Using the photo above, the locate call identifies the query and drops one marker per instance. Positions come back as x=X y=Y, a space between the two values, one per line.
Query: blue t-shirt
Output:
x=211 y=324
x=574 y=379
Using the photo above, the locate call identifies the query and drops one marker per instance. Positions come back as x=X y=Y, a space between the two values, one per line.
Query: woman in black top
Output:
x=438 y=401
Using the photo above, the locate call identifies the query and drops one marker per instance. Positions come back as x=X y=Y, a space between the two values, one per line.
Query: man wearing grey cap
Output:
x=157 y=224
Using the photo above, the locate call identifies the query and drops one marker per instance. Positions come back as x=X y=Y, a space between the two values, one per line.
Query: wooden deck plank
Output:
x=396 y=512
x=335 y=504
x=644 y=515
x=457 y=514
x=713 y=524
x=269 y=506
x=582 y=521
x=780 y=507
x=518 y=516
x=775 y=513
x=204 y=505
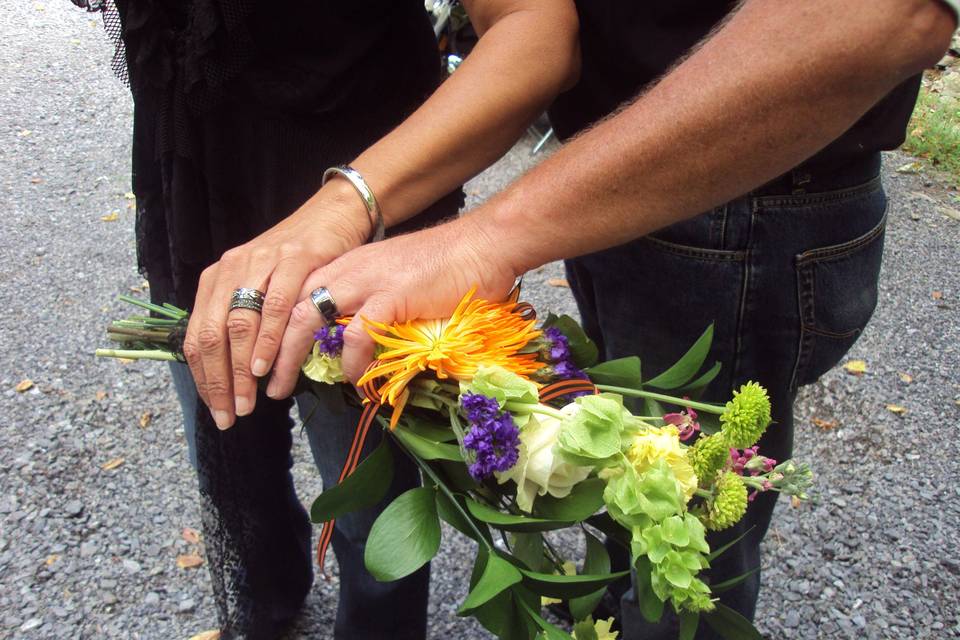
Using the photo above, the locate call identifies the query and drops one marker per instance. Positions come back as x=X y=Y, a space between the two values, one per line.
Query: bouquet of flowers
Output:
x=519 y=431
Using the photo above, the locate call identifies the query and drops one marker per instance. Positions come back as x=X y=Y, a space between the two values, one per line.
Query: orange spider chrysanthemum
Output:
x=478 y=333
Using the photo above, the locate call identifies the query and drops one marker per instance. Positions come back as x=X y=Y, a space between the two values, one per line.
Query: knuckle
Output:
x=239 y=326
x=276 y=305
x=303 y=316
x=241 y=371
x=209 y=338
x=213 y=387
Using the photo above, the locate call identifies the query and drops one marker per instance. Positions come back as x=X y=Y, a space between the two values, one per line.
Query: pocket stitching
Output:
x=814 y=199
x=708 y=255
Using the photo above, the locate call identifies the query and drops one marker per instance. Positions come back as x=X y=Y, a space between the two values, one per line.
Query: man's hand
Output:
x=419 y=275
x=227 y=350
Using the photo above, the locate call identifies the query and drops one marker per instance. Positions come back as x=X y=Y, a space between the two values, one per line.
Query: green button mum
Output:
x=730 y=503
x=746 y=417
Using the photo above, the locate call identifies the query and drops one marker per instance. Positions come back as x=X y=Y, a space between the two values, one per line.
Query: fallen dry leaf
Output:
x=112 y=464
x=189 y=561
x=910 y=167
x=953 y=214
x=856 y=367
x=826 y=425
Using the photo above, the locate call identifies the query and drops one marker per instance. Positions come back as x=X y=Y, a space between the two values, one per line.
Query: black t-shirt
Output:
x=626 y=45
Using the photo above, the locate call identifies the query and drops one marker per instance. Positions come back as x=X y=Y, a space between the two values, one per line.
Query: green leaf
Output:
x=550 y=631
x=567 y=587
x=686 y=367
x=362 y=489
x=651 y=607
x=528 y=549
x=452 y=515
x=585 y=630
x=726 y=585
x=498 y=575
x=689 y=621
x=582 y=349
x=428 y=449
x=731 y=625
x=622 y=372
x=596 y=562
x=510 y=522
x=405 y=537
x=700 y=383
x=584 y=500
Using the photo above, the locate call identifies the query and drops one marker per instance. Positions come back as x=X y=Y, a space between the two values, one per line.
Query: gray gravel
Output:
x=87 y=552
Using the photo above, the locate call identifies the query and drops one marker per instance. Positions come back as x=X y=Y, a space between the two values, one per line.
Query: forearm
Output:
x=776 y=84
x=525 y=57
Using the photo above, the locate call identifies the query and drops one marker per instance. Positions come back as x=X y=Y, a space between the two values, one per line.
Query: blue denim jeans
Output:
x=788 y=274
x=276 y=578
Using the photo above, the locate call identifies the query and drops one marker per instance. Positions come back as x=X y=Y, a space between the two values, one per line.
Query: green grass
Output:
x=934 y=132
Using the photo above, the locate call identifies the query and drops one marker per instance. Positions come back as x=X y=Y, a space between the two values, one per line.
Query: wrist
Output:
x=341 y=208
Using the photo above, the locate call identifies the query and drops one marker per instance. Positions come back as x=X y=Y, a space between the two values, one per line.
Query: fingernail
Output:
x=260 y=367
x=243 y=405
x=222 y=418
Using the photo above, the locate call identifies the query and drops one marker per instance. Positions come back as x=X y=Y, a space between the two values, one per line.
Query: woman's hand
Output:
x=418 y=275
x=228 y=349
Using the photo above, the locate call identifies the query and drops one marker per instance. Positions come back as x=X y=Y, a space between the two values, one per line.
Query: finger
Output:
x=358 y=346
x=285 y=283
x=297 y=341
x=214 y=348
x=242 y=328
x=191 y=345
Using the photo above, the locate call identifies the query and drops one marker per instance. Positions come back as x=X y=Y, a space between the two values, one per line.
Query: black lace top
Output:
x=241 y=104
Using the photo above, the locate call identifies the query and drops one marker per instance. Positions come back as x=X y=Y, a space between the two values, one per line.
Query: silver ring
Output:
x=324 y=303
x=244 y=298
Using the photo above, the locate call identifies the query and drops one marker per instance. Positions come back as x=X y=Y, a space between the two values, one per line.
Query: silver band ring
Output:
x=324 y=303
x=244 y=298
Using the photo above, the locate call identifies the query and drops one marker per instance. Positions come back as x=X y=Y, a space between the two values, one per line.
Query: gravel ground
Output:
x=88 y=551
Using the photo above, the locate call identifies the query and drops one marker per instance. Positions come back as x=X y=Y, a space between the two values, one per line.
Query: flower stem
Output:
x=637 y=393
x=136 y=354
x=526 y=407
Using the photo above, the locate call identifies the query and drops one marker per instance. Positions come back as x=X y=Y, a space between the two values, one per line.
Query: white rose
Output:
x=539 y=470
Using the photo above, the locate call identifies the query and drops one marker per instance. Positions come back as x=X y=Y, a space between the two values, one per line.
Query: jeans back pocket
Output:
x=837 y=291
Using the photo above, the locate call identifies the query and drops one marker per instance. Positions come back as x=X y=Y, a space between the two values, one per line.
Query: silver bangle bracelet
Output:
x=366 y=194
+--
PROBLEM REQUIREMENTS —
Please reproduce every item above word for word, leaving the pictures out of your answer.

RESPONSE TO THE EXERCISE —
Using the photo above, the locate call identifies the query and drops one marker per instance. Positions come back as x=X y=Y, a space between the two values, one per line.
Query: blue t-shirt
Output:
x=211 y=324
x=574 y=379
Using the photo above, the locate call identifies the query and drops one marker per instance. Positions come back as x=X y=Y, a space between the two values, one per line.
Query: woman in black top
Output:
x=438 y=401
Using the photo above, the locate call identifies the query and drops one marker per instance. Positions come back as x=X y=Y, a space between the two values, one per line.
Query: man wearing grey cap
Output:
x=157 y=224
Using the photo above, the locate call identifies the query and drops one marker per instance. Positions come back as x=X y=Y, a space between the two values, one per line.
Query: wooden deck plank
Output:
x=396 y=512
x=335 y=504
x=644 y=515
x=457 y=514
x=713 y=524
x=269 y=506
x=582 y=521
x=780 y=507
x=518 y=516
x=775 y=513
x=204 y=505
Using the photo above, the locate call identifies the query and drops one marker per instance. Positions come back as x=X y=Y, a space between the two values, one per line.
Query: bouquet of flowers
Output:
x=519 y=431
Using the photo above, the locate call identifies the query and drops one marker per instance. Positions come back as x=X y=Y, a space between the two values, one per line.
Query: orange spider chrysanthemum
Output:
x=478 y=333
Using the photo above, the locate call identifies the query and drops one marker per instance. Positions come back as x=X y=Y, a space between the two values, one per line.
Query: knuckle
Output:
x=239 y=326
x=276 y=305
x=303 y=316
x=241 y=371
x=209 y=338
x=213 y=387
Using the photo above, the locate call identifies the query and drops one marker per instance. Positions come back as x=X y=Y, a space between the two values, one per line.
Query: pocket stitching
Output:
x=814 y=199
x=708 y=255
Using the photo above, the locate call identifies the query and drops one marker per instance. Positions come back as x=X y=Y, a space between the two values, one per line.
Query: man's hand
Output:
x=419 y=275
x=227 y=350
Using the photo above, the locate call identifies the query and drops one marker per instance. Positions come back as x=X y=Y, a space between the two values, one per line.
Query: green button mum
Output:
x=730 y=503
x=746 y=417
Using the photo above, the locate call identifies the query and drops one marker per instance. Positions come back as x=X y=Y, a space between the two values, one per line.
Query: fallen dry leaf
Output:
x=112 y=464
x=189 y=561
x=910 y=167
x=953 y=214
x=856 y=367
x=826 y=425
Using the photo above, the locate call identifies the query and drops one marker per instance. Positions come back as x=X y=Y, a space between the two values, one per line.
Query: black t-shirt
Output:
x=626 y=45
Using the photo above, the locate call identifies the query and drops one marker per instance. Positions come back as x=X y=Y, a space between the two values, one per line.
Query: green leaf
Output:
x=550 y=631
x=567 y=587
x=686 y=367
x=362 y=489
x=651 y=607
x=528 y=549
x=452 y=515
x=585 y=630
x=726 y=585
x=498 y=575
x=689 y=621
x=582 y=349
x=428 y=449
x=731 y=625
x=622 y=372
x=596 y=562
x=510 y=522
x=405 y=537
x=700 y=383
x=584 y=500
Using the photo above, the locate call identifies the query and drops one marker per instance. Positions come back as x=X y=Y, a space between the two values, one per line.
Query: gray gravel
Output:
x=87 y=552
Using the photo above, the locate call identifies the query and drops one marker per instance. Positions come back as x=X y=Y, a space between the two values, one per line.
Query: forearm
Output:
x=776 y=84
x=525 y=57
Using the photo above, the locate call identifies the query and drops one marker per instance. Positions come back as x=X y=Y, a space between the two values, one per line.
Query: blue denim jeans
Output:
x=788 y=274
x=276 y=578
Using the photo above, the locate call identifies the query and drops one marker per instance. Positions come back as x=X y=Y, a space between the two values, one per line.
Query: green grass
Output:
x=934 y=132
Using the photo above, the locate call identifies the query and drops one marker per instance. Positions come back as x=X y=Y, a space between the two values, one per line.
Query: wrist
Output:
x=341 y=208
Using the photo above, the locate call identifies the query and drops one marker per instance. Positions come back as x=X y=Y, a space between the two values, one per line.
Query: fingernail
Output:
x=260 y=367
x=243 y=405
x=222 y=418
Using the photo above, the locate call identifies the query and drops one marker per instance. Positions come back as x=X y=Y, a space between the two values, one per line.
Query: woman's hand
Output:
x=418 y=275
x=228 y=349
Using the photo above, the locate call identifies the query and drops one marker per instance. Positions come back as x=X y=Y, a space between the two values, one per line.
Query: finger
Output:
x=358 y=346
x=285 y=283
x=297 y=341
x=214 y=348
x=242 y=328
x=191 y=345
Using the photo above, the locate call identifies the query and drops one marker per instance. Positions come back as x=X y=Y, a space between the two values, one per line.
Query: black lace top
Output:
x=241 y=104
Using the photo above, the locate call identifies the query and drops one marker per instance. Positions come back as x=X y=Y, a space between the two values, one per line.
Query: silver ring
Output:
x=324 y=303
x=244 y=298
Using the photo above, the locate call identifies the query and drops one marker per instance. Positions come back as x=X y=Y, a space between the two values, one per line.
Query: silver band ring
Output:
x=324 y=303
x=244 y=298
Using the photo above, the locate call identifies the query and drops one marker per instance. Positions come back as x=X y=Y, a space between the two values, one per line.
Query: gravel ground
Output:
x=88 y=551
Using the photo above, the locate call identifies the query and drops one marker per instance. Positions come back as x=X y=Y, a space between the two values, one per line.
Query: flower stem
Output:
x=637 y=393
x=136 y=354
x=526 y=407
Using the photo above, the locate call identifies the query and drops one marker per instance. Positions come back as x=X y=Y, a space between the two values, one per line.
Query: white rose
Output:
x=539 y=470
Using the photo above, the locate call identifies the query and drops one marker per instance. Positions come back as x=X y=Y, a space between the two values, one per line.
Query: jeans back pocket
Output:
x=837 y=291
Using the photo above, the locate call identifies the query and drops one marker per instance. Positions come back as x=X y=Y, a space between the two values, one per line.
Query: silver bangle bracelet
Output:
x=366 y=194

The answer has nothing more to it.